Write out every one of the records below word for word, changing nothing.

-------- Entries shown --------

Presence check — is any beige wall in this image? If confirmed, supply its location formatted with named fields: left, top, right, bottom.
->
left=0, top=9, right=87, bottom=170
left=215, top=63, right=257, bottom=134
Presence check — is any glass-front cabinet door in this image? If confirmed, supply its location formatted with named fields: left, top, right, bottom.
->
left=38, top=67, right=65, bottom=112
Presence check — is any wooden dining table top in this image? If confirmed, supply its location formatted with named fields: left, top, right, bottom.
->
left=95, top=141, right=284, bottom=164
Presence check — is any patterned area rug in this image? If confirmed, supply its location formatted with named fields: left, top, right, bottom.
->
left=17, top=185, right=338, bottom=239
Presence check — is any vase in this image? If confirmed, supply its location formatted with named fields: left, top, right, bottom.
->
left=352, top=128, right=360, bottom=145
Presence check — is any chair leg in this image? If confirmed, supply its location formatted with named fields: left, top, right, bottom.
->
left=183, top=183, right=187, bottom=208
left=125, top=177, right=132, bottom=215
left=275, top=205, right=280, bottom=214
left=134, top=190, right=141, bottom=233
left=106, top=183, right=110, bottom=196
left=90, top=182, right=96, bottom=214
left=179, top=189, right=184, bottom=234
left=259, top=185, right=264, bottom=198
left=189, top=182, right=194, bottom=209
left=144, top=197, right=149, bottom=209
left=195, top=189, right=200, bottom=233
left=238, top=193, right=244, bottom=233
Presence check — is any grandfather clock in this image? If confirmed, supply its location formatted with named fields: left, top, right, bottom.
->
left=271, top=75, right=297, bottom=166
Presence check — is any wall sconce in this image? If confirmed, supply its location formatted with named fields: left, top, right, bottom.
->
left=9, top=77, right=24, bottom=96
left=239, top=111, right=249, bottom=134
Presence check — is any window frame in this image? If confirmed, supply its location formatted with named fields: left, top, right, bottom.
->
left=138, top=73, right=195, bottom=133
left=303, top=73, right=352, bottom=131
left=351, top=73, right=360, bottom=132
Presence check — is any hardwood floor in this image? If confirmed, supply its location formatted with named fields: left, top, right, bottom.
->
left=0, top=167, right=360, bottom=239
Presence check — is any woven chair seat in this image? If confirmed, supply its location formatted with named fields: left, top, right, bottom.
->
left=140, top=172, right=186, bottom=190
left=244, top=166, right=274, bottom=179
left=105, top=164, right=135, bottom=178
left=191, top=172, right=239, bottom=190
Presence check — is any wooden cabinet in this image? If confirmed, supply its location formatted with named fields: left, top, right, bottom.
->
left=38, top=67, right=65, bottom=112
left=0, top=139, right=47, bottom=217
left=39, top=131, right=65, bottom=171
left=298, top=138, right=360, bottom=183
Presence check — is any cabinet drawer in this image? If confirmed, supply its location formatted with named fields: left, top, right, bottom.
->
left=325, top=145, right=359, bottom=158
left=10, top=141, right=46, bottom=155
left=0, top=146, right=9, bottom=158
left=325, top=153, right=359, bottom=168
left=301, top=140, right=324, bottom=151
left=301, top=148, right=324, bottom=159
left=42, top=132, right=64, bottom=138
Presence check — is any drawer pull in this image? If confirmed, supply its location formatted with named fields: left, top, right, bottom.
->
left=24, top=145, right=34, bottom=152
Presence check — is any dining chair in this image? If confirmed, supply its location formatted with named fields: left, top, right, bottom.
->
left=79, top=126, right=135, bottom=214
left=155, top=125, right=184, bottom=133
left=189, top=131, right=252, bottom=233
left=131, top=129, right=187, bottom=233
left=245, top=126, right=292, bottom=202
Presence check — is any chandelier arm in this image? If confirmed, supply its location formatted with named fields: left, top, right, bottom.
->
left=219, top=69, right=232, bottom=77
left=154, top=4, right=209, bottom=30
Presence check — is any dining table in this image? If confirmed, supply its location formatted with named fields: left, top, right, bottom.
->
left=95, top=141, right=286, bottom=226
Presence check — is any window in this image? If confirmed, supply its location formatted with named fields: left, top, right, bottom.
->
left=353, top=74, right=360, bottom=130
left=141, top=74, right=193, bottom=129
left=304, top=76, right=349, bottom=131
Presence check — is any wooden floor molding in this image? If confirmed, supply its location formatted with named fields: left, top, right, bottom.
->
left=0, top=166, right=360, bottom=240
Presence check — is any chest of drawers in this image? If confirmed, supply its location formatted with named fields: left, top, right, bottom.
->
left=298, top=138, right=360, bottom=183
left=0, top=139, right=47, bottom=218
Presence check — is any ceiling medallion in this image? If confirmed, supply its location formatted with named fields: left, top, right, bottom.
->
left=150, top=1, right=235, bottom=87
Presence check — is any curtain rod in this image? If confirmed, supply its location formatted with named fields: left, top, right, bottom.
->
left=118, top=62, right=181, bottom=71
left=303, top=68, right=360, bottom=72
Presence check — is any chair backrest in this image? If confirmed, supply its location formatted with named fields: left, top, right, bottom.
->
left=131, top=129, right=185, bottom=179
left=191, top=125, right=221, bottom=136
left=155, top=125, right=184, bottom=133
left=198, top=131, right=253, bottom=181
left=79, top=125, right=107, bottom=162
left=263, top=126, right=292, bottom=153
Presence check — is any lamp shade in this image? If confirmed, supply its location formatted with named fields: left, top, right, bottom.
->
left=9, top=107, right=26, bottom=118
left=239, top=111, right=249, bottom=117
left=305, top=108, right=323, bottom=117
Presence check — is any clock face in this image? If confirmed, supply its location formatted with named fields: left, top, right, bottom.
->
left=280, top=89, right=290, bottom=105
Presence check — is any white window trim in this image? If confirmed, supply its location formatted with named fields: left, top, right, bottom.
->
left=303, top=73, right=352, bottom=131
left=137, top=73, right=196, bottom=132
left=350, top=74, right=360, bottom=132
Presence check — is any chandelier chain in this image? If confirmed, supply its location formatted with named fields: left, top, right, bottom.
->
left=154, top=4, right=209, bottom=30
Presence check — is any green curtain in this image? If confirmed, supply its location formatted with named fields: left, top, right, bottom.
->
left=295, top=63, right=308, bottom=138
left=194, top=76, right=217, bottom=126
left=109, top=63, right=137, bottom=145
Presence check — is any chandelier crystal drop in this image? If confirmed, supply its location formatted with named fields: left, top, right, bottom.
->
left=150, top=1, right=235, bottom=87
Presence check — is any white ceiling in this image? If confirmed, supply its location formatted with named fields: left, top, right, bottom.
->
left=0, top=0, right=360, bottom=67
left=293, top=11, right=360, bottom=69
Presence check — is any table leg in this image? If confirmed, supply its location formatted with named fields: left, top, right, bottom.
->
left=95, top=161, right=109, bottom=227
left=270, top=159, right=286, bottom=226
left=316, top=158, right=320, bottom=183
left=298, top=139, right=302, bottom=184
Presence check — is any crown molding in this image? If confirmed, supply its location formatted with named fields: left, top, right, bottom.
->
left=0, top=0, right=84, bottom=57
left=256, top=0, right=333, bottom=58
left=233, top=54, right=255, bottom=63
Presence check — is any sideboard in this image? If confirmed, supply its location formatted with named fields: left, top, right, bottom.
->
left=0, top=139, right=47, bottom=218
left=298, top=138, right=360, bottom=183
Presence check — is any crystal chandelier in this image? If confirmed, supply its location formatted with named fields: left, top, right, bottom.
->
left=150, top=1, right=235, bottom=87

--------

Answer below:
Presence check — is any beige wall in this image? If confirmed, supply its location formatted with named fields: left, top, right, bottom.
->
left=0, top=9, right=87, bottom=170
left=215, top=63, right=257, bottom=134
Presence check — is any glass-front cabinet door in this image? If confirmed, supply its location formatted with named fields: left, top, right, bottom.
->
left=38, top=67, right=65, bottom=112
Presence check — is any wooden dining table top in this image? If confirmed, supply its location formatted with named fields: left, top, right, bottom.
->
left=95, top=141, right=284, bottom=164
Presence check — is any patterned area rug in this image? If confirmed, supply its location formatted with named fields: left, top, right, bottom.
->
left=17, top=185, right=338, bottom=239
Presence check — is any vase in this image? If confirmed, supply its location formatted with named fields: left, top, right, bottom.
->
left=352, top=128, right=360, bottom=145
Presence check — is any chair leg in this image? If confirmed, supply its location formatted with named fields: left, top, right, bottom.
->
left=183, top=183, right=187, bottom=208
left=125, top=177, right=132, bottom=215
left=275, top=205, right=280, bottom=214
left=134, top=190, right=141, bottom=233
left=106, top=183, right=110, bottom=196
left=90, top=182, right=96, bottom=214
left=179, top=189, right=184, bottom=234
left=259, top=185, right=264, bottom=198
left=189, top=182, right=194, bottom=209
left=144, top=197, right=149, bottom=209
left=195, top=189, right=200, bottom=233
left=238, top=193, right=244, bottom=233
Presence check — is any grandfather clock in this image? If confirmed, supply its location formatted with named fields: left, top, right, bottom.
->
left=271, top=75, right=297, bottom=166
Presence check — is any wall sconce in this image? If confirmed, supply its location formatted with named fields: left, top, right, bottom.
->
left=9, top=77, right=24, bottom=96
left=239, top=111, right=249, bottom=134
Presence check — is any window frame in this image? If confirmed, supply its location formatted with named fields: left, top, right, bottom.
->
left=138, top=73, right=195, bottom=133
left=303, top=73, right=352, bottom=131
left=351, top=73, right=360, bottom=132
Presence check — is any hardwood floor in this image? If confirmed, supply its location formatted with named fields: left, top, right, bottom.
->
left=0, top=167, right=360, bottom=239
Presence check — is any woven chair seat in this image? If confirmed, supply its location formatted with named fields: left, top, right, bottom.
->
left=140, top=172, right=186, bottom=190
left=244, top=166, right=274, bottom=179
left=105, top=164, right=135, bottom=178
left=191, top=172, right=239, bottom=190
Presence check — is any wooden cabinet in this image? If confirmed, supply its location formatted with named fields: left, top, right, bottom.
->
left=38, top=67, right=65, bottom=112
left=0, top=139, right=47, bottom=217
left=39, top=131, right=65, bottom=171
left=298, top=138, right=360, bottom=183
Presence check — is any cabinet drawer in this image? If confirmed, supply its location formatted with named fields: left, top, right, bottom.
->
left=325, top=145, right=359, bottom=158
left=10, top=141, right=46, bottom=155
left=0, top=146, right=9, bottom=158
left=325, top=153, right=359, bottom=168
left=301, top=140, right=324, bottom=151
left=301, top=148, right=324, bottom=159
left=42, top=132, right=64, bottom=138
Presence check — is any drawer pull in this image? If confirmed, supply its location formatted with named fields: left, top, right, bottom.
->
left=24, top=145, right=34, bottom=152
Presence check — is any dining chair in this image? If confirmed, supply its location formatted with named fields: left, top, right, bottom.
->
left=79, top=126, right=135, bottom=214
left=155, top=125, right=184, bottom=133
left=189, top=131, right=252, bottom=233
left=131, top=129, right=187, bottom=233
left=245, top=126, right=292, bottom=202
Presence check — is any chandelier arm in this image? If confirmed, supply its location formatted with named fields: left, top, right, bottom.
->
left=219, top=69, right=232, bottom=77
left=154, top=4, right=209, bottom=30
Presence check — is any dining table in this image? If confirmed, supply its location formatted with named fields: left, top, right, bottom.
->
left=95, top=141, right=286, bottom=226
Presence check — is any window in this image? If confirmed, supply its location formatted with named fields: left, top, right, bottom.
->
left=353, top=74, right=360, bottom=130
left=141, top=74, right=193, bottom=129
left=304, top=76, right=349, bottom=131
Presence check — is any wooden floor molding in this image? If confirmed, supply its location formatted with named fields: left, top, right, bottom.
->
left=0, top=166, right=360, bottom=240
Presence check — is any chest of drawers in this image? If confirmed, supply its location formatted with named fields: left, top, right, bottom.
->
left=298, top=138, right=360, bottom=183
left=0, top=139, right=47, bottom=218
Presence check — is any ceiling medallion in this image? If confirmed, supply its location formatted with named fields: left, top, right, bottom.
->
left=150, top=1, right=235, bottom=87
Presence check — is any curtain rod in this image? If confirmed, supply its location formatted with named fields: left, top, right, bottom.
->
left=118, top=62, right=181, bottom=71
left=303, top=68, right=360, bottom=72
Presence check — is any chair backrest in this image? If confirmed, supply its location formatted with named fields: left, top, right, bottom.
->
left=131, top=129, right=185, bottom=179
left=191, top=125, right=221, bottom=136
left=155, top=125, right=184, bottom=133
left=198, top=131, right=253, bottom=181
left=79, top=125, right=107, bottom=162
left=263, top=126, right=292, bottom=153
Presence check — is any lamp shade in this image? If confirmed, supply its location formatted with named fields: left, top, right, bottom.
->
left=9, top=107, right=26, bottom=118
left=239, top=111, right=249, bottom=117
left=305, top=108, right=323, bottom=117
Presence check — is any clock face in this image? If confirmed, supply its location formatted with named fields: left, top, right, bottom.
->
left=280, top=89, right=290, bottom=105
Presence check — is any white window trim in this image? If confirmed, supply its location formatted with named fields: left, top, right, bottom.
->
left=303, top=73, right=352, bottom=131
left=137, top=73, right=196, bottom=132
left=350, top=74, right=360, bottom=132
Presence check — is any chandelier chain in this image? If confirmed, supply its location formatted with named fields: left, top, right, bottom.
->
left=154, top=4, right=209, bottom=30
Presence check — is any green curtain in this image? If confirmed, supply its location formatted with named fields: left, top, right, bottom.
->
left=295, top=63, right=308, bottom=138
left=194, top=76, right=217, bottom=126
left=109, top=63, right=137, bottom=145
Presence check — is any chandelier crystal drop in this image? If confirmed, supply its location formatted with named fields: left, top, right, bottom.
->
left=150, top=1, right=235, bottom=87
Presence check — is any white ceiling in this image? If confirmed, supply its location formatted with named fields: left, top, right, bottom.
->
left=0, top=0, right=360, bottom=67
left=293, top=11, right=360, bottom=69
Presence check — is any table leg in this image? If confirmed, supply its location formatted with named fields: left, top, right, bottom.
->
left=95, top=161, right=109, bottom=227
left=270, top=159, right=286, bottom=226
left=316, top=158, right=320, bottom=183
left=298, top=139, right=302, bottom=184
Presence check — is any crown molding in this image? If confirmed, supply its location formatted with named fields: left, top, right, bottom.
->
left=0, top=0, right=84, bottom=57
left=256, top=0, right=333, bottom=58
left=233, top=54, right=255, bottom=63
Presence check — is any sideboard in this image? If confirmed, supply its location formatted with named fields: left, top, right, bottom.
->
left=0, top=139, right=47, bottom=218
left=298, top=138, right=360, bottom=183
Presence check — is any crystal chandelier in this image? If confirmed, supply its location formatted with named fields: left, top, right, bottom.
->
left=150, top=1, right=235, bottom=87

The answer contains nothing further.